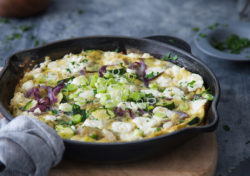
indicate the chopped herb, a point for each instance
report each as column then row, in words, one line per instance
column 94, row 136
column 191, row 84
column 4, row 20
column 26, row 28
column 194, row 121
column 226, row 127
column 54, row 112
column 167, row 56
column 175, row 57
column 202, row 35
column 171, row 41
column 195, row 29
column 79, row 11
column 68, row 70
column 233, row 43
column 213, row 26
column 84, row 61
· · · · ·
Nothing but the lines from the one with "report each as" through the end of the data above should be repeated, each exactly as it stands.

report each as column then row, in words, one line per instance
column 94, row 136
column 191, row 84
column 4, row 20
column 26, row 28
column 194, row 121
column 226, row 127
column 54, row 112
column 167, row 56
column 175, row 57
column 202, row 35
column 171, row 41
column 195, row 29
column 79, row 11
column 68, row 70
column 233, row 43
column 213, row 26
column 84, row 61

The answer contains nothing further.